--- DATA ---
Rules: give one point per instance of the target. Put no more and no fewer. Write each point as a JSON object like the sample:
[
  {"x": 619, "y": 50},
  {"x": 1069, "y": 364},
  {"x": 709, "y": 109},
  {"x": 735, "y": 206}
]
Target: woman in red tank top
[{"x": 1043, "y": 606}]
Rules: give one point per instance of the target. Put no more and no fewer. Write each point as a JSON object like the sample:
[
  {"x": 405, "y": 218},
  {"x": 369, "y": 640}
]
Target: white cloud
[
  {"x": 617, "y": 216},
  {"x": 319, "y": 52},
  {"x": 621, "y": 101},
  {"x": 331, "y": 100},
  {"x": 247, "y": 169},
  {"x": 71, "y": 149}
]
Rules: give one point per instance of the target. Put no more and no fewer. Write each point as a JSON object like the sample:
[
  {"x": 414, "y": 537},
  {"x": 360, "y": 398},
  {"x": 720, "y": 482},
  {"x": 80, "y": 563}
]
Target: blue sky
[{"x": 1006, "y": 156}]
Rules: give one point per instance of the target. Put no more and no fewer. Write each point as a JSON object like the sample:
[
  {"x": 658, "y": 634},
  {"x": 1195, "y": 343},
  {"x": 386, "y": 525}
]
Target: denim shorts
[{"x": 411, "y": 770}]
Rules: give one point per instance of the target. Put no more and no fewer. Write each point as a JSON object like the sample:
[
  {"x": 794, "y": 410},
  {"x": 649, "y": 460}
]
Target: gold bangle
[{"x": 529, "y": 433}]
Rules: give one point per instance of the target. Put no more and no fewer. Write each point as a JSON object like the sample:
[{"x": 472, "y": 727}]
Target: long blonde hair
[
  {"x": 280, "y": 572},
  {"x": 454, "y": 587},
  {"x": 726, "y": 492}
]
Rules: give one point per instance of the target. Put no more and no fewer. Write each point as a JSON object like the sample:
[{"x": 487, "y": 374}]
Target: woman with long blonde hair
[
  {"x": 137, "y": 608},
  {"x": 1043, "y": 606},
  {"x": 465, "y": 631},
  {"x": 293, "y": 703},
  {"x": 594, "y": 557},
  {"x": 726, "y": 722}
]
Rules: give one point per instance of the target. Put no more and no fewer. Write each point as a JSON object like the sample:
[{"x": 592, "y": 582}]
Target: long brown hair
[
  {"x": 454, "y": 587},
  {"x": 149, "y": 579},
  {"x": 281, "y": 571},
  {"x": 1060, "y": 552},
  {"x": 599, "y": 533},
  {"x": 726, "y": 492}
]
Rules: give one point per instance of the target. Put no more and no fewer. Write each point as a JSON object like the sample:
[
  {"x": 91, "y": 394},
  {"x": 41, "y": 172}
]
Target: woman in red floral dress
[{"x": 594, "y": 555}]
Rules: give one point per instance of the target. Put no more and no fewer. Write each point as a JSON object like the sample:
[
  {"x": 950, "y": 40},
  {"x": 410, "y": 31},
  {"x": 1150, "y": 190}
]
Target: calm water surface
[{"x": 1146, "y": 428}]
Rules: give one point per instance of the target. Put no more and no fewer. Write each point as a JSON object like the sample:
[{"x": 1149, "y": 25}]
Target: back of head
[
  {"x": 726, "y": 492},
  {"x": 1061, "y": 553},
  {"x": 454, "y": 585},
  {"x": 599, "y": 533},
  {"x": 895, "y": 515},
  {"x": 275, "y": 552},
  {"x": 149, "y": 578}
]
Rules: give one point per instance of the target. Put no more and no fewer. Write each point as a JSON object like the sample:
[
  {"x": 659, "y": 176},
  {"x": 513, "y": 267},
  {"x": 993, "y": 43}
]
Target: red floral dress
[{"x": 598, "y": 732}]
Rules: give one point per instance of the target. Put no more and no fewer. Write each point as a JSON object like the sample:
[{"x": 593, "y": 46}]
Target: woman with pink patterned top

--- WHAT YOU SHOULD DO ---
All of the records above should be copied exactly.

--- OUTPUT OF THE TASK ---
Rules: give one point per instance of the target. Put no more and no fewer. Write each point as a JSON object like the sample:
[
  {"x": 619, "y": 50},
  {"x": 1069, "y": 364},
  {"x": 709, "y": 109},
  {"x": 735, "y": 206}
]
Target: woman in red tank top
[{"x": 1043, "y": 606}]
Rules: give one point per instance of the target. Put no more and no fewer. Write each point as a JSON object like the sample:
[
  {"x": 405, "y": 218},
  {"x": 369, "y": 640}
]
Target: white cloud
[
  {"x": 617, "y": 216},
  {"x": 319, "y": 52},
  {"x": 621, "y": 101},
  {"x": 331, "y": 100},
  {"x": 247, "y": 169},
  {"x": 71, "y": 149}
]
Rules: give one point per instance of the target. Put no more and no fewer. Write each point as a JSON object like the sample:
[
  {"x": 414, "y": 537},
  {"x": 360, "y": 398},
  {"x": 720, "y": 482},
  {"x": 80, "y": 563}
]
Target: blue sky
[{"x": 1006, "y": 156}]
Rules: give one point per instance of the target. Put no more and no fewer. Write each point as a JSON object like the sample:
[
  {"x": 658, "y": 634},
  {"x": 1195, "y": 343},
  {"x": 386, "y": 525}
]
Target: denim shorts
[{"x": 411, "y": 770}]
Rules: give one point per instance of the target. Put no more and no fewer. Write each point as a JSON object like the sample:
[
  {"x": 794, "y": 410},
  {"x": 649, "y": 460}
]
Target: gold bangle
[{"x": 529, "y": 433}]
Rules: give one point per instance of the target. Put no more and no fewer. Write each point as a JSON object like the sample:
[{"x": 472, "y": 727}]
Target: long blonde hair
[
  {"x": 280, "y": 572},
  {"x": 454, "y": 587},
  {"x": 726, "y": 492}
]
Rules: give one point per instance of the target. Put no more and no fewer. Write each point as a JSON object like the sample:
[{"x": 487, "y": 374}]
Target: woman with long blonde hair
[
  {"x": 137, "y": 608},
  {"x": 1043, "y": 606},
  {"x": 465, "y": 631},
  {"x": 293, "y": 703},
  {"x": 594, "y": 557},
  {"x": 726, "y": 722}
]
Rules: give one point per instance of the target. Put no more and no fewer. Write each point as a JSON object like the sample:
[{"x": 592, "y": 582}]
Target: long brown hair
[
  {"x": 454, "y": 587},
  {"x": 149, "y": 579},
  {"x": 281, "y": 571},
  {"x": 1060, "y": 552},
  {"x": 599, "y": 533},
  {"x": 726, "y": 492}
]
Rules: give one point per instance of the target. Put no more and no fewer. Write each point as a JSON object like the sample:
[
  {"x": 91, "y": 394},
  {"x": 41, "y": 172}
]
Target: woman in red floral dress
[{"x": 594, "y": 555}]
Rules: give one point per instance of the target. Put no more and no fewer. Write each point as a JSON object like the sample:
[
  {"x": 950, "y": 40},
  {"x": 410, "y": 31},
  {"x": 1150, "y": 190}
]
Target: calm water surface
[{"x": 1146, "y": 428}]
Rules: give one point per instance of the target. Put no more and no fewer. Write each point as a JSON object like the sample:
[{"x": 1149, "y": 25}]
Target: back of head
[
  {"x": 726, "y": 492},
  {"x": 1061, "y": 553},
  {"x": 454, "y": 585},
  {"x": 599, "y": 533},
  {"x": 895, "y": 515},
  {"x": 275, "y": 552},
  {"x": 149, "y": 578}
]
Rules: give one point per instance of the target. Put no more and no fewer. Write each point as a JSON object like the sample:
[
  {"x": 659, "y": 176},
  {"x": 513, "y": 267},
  {"x": 993, "y": 43}
]
Target: red floral dress
[{"x": 598, "y": 732}]
Rules: give one point per instance of the target. Put no more and no fewer. Write each point as a JSON object like the sample:
[{"x": 593, "y": 46}]
Target: woman with pink patterned top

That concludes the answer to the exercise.